Position Distribution

Read the position and occupation of every participant of the poll.

In [5]:
positions = data_df.iloc[:,2]
trace = get_pie_chart(positions)
iplot([trace])

Affiliation distribtuion

The number of participants in the poll by type of Institution.

In [6]:
affiliations = data_df.iloc[:,3]
trace = get_pie_chart(affiliations)     
iplot([trace])

 Which of these software do you use for your Quant Analysis

These plots will show the usage of Quantification software.

In [7]:
question = "Which of these software do you use for your Quant Analysis"
data = get_multioption_bar_data(data_df, question)
layout = go.Layout(barmode='group')
fig = go.Figure(data=data, layout=layout)
iplot(fig, filename='grouped-bar')

 Which commercial software do you use for your Quant Analysis

These plots will show the usage of Quantification software (Commercial software).

In [8]:
question = "Which commercial software do you use for your Quant Analysis"

○ ○ ○ ○ ○ ○ ○

[Objective 1]:
Answer these about the notebook excerpt:
(a) Which function builds the chart for the affiliations data?
(b) What barmode does the layout in cell [7] use?
(c) What filename is passed to iplot in cell [7]?
[Objective 2]:
Reproduce the part of the notebook excerpt starting at "The number of" and ending at "data = get_multioption_bar_data(data_df, question)".

○ ○ ○ ○ ○ ○ ○

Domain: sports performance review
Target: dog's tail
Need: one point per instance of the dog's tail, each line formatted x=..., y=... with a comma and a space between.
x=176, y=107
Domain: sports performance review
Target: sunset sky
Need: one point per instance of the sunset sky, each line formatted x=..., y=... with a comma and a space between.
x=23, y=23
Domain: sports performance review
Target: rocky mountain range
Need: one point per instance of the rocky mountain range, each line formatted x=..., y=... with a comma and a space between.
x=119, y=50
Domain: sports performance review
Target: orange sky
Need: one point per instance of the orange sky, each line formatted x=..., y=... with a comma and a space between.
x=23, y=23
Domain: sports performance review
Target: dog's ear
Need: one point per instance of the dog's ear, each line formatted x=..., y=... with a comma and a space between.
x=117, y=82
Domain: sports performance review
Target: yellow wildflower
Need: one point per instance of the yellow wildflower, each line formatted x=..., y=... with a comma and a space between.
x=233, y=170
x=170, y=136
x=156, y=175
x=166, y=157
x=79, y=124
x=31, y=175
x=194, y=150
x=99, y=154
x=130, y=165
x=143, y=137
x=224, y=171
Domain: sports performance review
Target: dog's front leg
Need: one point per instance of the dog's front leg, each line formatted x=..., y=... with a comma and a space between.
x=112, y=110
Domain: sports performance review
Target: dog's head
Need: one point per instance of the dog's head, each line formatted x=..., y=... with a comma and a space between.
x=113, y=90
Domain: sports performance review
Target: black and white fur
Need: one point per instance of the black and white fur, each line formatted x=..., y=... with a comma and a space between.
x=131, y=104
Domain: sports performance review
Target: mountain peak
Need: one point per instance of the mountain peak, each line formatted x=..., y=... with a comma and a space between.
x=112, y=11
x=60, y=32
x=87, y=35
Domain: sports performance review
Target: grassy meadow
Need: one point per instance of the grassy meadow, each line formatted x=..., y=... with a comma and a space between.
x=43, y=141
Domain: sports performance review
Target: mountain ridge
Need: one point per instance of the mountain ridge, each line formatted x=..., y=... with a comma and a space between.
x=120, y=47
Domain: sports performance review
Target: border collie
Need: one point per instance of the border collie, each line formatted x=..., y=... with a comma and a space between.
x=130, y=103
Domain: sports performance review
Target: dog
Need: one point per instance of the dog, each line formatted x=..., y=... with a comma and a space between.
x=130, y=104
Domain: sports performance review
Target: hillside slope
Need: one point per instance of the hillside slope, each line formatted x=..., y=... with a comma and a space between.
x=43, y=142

○ ○ ○ ○ ○ ○ ○

[Exercise output 1]:
(a) get_pie_chart
(b) group
(c) grouped-bar

[Exercise output 2]:
The number of participants in the poll by type of Institution.

In [6]:
affiliations = data_df.iloc[:,3]
trace = get_pie_chart(affiliations)     
iplot([trace])

 Which of these software do you use for your Quant Analysis

These plots will show the usage of Quantification software.

In [7]:
question = "Which of these software do you use for your Quant Analysis"
data = get_multioption_bar_data(data_df, question)